Work to be completed
Reproduce each line of the records below verbatim, from the first line through the last, without changing a single character.

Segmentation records
- - - - -
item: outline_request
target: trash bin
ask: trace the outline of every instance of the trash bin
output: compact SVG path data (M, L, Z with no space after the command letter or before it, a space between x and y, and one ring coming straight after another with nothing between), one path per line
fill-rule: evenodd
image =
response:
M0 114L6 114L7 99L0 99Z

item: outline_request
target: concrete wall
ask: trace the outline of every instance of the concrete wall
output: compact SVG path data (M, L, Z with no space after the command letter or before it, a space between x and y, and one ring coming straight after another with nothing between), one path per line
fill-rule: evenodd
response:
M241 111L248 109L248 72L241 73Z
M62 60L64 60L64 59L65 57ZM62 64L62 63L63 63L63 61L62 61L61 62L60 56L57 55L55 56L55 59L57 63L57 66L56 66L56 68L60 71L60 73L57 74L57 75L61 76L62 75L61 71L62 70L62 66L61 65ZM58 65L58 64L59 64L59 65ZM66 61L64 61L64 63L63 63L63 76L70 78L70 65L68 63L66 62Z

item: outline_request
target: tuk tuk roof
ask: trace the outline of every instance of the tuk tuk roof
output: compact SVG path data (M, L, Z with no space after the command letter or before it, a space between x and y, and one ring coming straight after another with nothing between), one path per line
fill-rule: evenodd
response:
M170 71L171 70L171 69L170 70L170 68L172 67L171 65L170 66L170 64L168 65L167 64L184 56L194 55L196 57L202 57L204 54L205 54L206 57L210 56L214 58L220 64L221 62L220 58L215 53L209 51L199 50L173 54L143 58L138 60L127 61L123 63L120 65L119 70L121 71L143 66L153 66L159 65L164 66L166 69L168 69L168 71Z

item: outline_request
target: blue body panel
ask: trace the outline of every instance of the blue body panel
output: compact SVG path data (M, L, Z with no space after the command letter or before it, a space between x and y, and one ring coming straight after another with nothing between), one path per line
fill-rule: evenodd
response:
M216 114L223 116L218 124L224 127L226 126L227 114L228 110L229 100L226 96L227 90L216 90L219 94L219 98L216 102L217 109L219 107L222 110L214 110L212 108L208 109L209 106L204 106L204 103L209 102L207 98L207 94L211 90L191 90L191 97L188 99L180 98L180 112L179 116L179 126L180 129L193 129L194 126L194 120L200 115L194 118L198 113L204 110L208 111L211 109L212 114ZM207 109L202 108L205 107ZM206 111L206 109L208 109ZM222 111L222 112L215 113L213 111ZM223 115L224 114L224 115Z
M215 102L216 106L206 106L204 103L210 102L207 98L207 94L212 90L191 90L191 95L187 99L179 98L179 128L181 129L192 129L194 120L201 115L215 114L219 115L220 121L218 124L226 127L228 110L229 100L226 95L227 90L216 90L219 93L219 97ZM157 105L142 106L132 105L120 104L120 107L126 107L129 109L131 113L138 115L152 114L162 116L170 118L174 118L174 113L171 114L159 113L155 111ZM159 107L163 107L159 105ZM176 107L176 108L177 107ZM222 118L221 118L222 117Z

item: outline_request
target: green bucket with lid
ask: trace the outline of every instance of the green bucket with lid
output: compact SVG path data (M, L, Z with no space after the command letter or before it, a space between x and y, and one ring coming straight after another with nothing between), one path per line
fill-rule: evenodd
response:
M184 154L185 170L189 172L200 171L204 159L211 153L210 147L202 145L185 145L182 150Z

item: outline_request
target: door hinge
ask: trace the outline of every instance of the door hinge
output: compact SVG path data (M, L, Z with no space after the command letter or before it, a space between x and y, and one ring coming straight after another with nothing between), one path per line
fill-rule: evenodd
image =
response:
- - - - -
Answer for this exercise
item: outline_request
target: trash bin
ask: trace the outline of every instance of the trash bin
output: compact SVG path data (M, L, Z with no space after the command letter or before it, a space between x and y, and one ring coming straight after another with nothing between), one path per line
fill-rule: evenodd
image =
response:
M0 114L6 114L7 99L0 99Z

item: outline_request
target: concrete wall
ask: trace the outline of every instance of the concrete wall
output: compact SVG path data (M, L, Z with no space after the command letter or before it, a space between x and y, and one ring coming straight after another with nothing between), one path per line
fill-rule: evenodd
response:
M241 111L248 109L248 72L241 73Z
M62 60L64 60L64 59L65 57ZM62 64L62 63L63 63L63 61L62 61L61 62L60 56L57 55L55 56L55 59L57 63L57 66L56 66L56 68L60 71L60 73L57 74L57 75L61 76L62 75L61 71L62 70L62 66L61 65ZM58 65L58 64L59 64L59 65ZM66 61L64 61L64 63L63 63L63 76L70 78L70 65L68 63L66 62Z

item: outline_request
target: tuk tuk roof
ask: trace the outline of every instance of the tuk tuk roof
output: compact SVG path data (M, L, Z with no space after the command letter or before it, a space between x and y, and one ring coming straight after another with nothing between), one path per line
fill-rule: evenodd
response:
M170 71L171 70L171 69L170 70L170 68L172 67L171 65L170 66L170 64L168 65L167 64L184 56L194 55L196 57L202 57L204 54L205 54L206 57L210 56L214 58L220 64L221 62L220 58L215 53L209 51L199 50L173 54L143 58L138 60L127 61L123 63L120 65L119 70L121 71L143 66L153 66L159 65L164 66L166 69L168 69L168 71Z

item: outline_request
target: blue body panel
ask: trace the outline of every instance of the blue body panel
output: compact SVG path data (M, L, Z with no space after the command letter or before it, a space between x and y, and one ring coming straight after another with nothing between), one path per line
fill-rule: evenodd
response:
M216 114L223 116L218 124L224 127L226 126L227 114L228 110L229 100L226 96L227 90L216 90L219 94L219 98L216 102L217 109L219 107L222 110L214 110L212 108L208 109L209 106L204 106L204 103L209 102L207 98L207 94L211 90L191 90L191 97L188 99L180 98L180 112L179 116L179 126L180 129L193 129L194 126L194 120L200 115L194 118L198 113L204 110L208 111L211 109L212 114ZM207 109L202 108L205 107ZM206 111L206 109L208 109ZM222 111L222 112L215 113L213 111ZM223 115L224 114L224 115Z
M215 102L216 106L206 106L204 103L210 102L207 98L207 94L212 90L191 90L191 95L187 99L179 98L179 128L181 129L192 129L194 120L201 115L215 114L219 115L220 121L218 124L226 127L228 110L229 100L226 95L227 90L216 90L219 93L219 97ZM157 105L142 106L132 105L120 104L120 107L126 107L129 109L131 113L138 115L152 114L162 116L170 118L174 118L174 113L171 114L159 113L155 111ZM159 107L163 107L159 105ZM176 107L176 108L177 107ZM222 118L221 118L222 117Z

item: outline_request
target: green bucket with lid
ask: trace the outline of every instance of the green bucket with lid
output: compact SVG path data (M, L, Z with no space after the command letter or before it, a space between x and y, and one ring coming straight after another with nothing between), one path per line
fill-rule: evenodd
response:
M184 154L185 170L189 172L200 171L204 159L211 153L210 147L202 145L185 145L182 150Z

item: outline_request
target: door hinge
ask: trace the outline of every instance of the door hinge
output: compact SVG path data (M, L, Z with no space after the command letter or before it, a space between x and y, and one ring coming straight after another with nothing between), one path per line
fill-rule: evenodd
image =
response:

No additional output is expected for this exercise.